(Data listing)

<<<<

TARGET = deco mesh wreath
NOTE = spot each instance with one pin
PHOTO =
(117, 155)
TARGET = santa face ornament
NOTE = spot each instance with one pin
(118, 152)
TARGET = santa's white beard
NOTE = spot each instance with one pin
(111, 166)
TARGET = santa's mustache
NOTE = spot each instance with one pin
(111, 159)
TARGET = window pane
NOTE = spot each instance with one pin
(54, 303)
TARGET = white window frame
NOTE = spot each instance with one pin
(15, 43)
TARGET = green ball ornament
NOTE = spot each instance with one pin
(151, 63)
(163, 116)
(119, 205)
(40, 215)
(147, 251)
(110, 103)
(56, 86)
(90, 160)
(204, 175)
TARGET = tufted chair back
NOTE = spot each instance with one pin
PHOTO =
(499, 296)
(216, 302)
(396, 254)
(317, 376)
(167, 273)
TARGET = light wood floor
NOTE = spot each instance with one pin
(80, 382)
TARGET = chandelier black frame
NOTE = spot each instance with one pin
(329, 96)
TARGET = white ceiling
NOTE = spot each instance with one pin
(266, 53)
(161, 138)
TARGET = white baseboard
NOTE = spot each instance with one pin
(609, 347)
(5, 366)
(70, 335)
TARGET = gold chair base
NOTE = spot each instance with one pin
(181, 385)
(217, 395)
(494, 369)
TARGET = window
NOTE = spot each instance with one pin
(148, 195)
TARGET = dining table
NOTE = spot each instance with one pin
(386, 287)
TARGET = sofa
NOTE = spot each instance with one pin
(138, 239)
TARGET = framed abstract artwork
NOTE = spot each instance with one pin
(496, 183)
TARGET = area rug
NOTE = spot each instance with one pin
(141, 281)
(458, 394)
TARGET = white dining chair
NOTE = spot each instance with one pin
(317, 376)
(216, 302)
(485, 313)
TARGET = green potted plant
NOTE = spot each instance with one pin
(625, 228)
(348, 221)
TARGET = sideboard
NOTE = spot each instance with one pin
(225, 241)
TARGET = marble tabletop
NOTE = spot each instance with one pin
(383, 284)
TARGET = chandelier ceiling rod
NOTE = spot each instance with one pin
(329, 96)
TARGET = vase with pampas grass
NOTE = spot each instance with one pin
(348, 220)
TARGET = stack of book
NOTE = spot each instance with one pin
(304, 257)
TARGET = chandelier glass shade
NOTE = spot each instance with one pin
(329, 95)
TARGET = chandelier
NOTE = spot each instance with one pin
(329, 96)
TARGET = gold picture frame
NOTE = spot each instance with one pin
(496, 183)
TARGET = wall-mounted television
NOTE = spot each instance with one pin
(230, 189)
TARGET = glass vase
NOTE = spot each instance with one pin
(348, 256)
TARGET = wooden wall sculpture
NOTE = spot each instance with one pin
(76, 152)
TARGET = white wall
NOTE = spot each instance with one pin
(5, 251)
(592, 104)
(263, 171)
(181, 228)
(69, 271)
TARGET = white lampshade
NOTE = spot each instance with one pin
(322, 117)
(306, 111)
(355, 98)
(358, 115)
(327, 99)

>>>>
<<<<

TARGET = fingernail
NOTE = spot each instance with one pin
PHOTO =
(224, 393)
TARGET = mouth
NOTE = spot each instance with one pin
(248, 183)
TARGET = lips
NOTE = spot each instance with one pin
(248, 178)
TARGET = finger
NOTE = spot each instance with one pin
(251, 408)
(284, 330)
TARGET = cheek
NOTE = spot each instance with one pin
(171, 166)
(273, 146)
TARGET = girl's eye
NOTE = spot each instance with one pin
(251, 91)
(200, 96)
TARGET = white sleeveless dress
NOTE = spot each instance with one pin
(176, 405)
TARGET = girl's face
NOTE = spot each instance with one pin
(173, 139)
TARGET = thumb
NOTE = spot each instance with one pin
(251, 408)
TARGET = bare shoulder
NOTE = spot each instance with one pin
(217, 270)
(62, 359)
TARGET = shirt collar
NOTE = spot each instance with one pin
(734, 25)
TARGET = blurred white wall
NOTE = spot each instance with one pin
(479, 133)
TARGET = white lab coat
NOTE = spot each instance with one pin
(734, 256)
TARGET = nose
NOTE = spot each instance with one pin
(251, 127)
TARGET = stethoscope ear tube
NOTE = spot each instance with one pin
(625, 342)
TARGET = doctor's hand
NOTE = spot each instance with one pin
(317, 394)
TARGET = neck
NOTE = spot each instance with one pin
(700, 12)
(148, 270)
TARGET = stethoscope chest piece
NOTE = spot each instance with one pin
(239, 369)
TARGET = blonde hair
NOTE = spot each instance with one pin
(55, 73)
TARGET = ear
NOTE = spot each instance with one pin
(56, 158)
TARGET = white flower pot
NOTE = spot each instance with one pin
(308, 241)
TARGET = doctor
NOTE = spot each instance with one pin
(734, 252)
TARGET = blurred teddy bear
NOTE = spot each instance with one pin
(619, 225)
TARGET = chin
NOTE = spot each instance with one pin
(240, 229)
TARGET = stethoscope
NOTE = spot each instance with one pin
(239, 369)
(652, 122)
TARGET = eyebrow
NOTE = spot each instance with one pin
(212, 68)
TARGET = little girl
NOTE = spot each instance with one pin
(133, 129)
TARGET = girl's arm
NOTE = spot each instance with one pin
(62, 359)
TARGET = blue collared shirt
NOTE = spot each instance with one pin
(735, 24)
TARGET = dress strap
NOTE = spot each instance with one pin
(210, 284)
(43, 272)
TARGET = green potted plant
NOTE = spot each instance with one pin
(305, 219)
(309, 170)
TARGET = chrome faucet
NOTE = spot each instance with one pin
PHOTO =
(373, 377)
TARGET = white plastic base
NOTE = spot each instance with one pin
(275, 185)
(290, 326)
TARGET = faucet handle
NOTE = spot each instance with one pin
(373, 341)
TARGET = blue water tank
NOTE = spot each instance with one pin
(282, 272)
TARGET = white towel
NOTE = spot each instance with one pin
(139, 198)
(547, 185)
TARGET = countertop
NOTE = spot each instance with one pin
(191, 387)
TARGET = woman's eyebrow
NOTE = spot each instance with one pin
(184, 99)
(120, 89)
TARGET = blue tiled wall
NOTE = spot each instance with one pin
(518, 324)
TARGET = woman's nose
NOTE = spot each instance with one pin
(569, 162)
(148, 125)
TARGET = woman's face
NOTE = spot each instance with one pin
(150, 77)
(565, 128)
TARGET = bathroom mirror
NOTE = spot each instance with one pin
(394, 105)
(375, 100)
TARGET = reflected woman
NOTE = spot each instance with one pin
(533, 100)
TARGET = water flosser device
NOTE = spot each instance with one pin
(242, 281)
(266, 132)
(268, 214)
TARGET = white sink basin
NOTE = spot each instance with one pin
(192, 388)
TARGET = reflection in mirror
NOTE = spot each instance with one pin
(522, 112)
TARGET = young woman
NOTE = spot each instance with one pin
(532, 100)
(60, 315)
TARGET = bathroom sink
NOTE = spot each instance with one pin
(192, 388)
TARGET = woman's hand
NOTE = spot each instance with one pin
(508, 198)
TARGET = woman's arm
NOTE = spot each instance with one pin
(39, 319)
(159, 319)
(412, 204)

>>>>

__Task to complete__.
Report each line of the data above that contains the string "window".

__Final answer__.
TARGET = window pane
TARGET = white window frame
TARGET = window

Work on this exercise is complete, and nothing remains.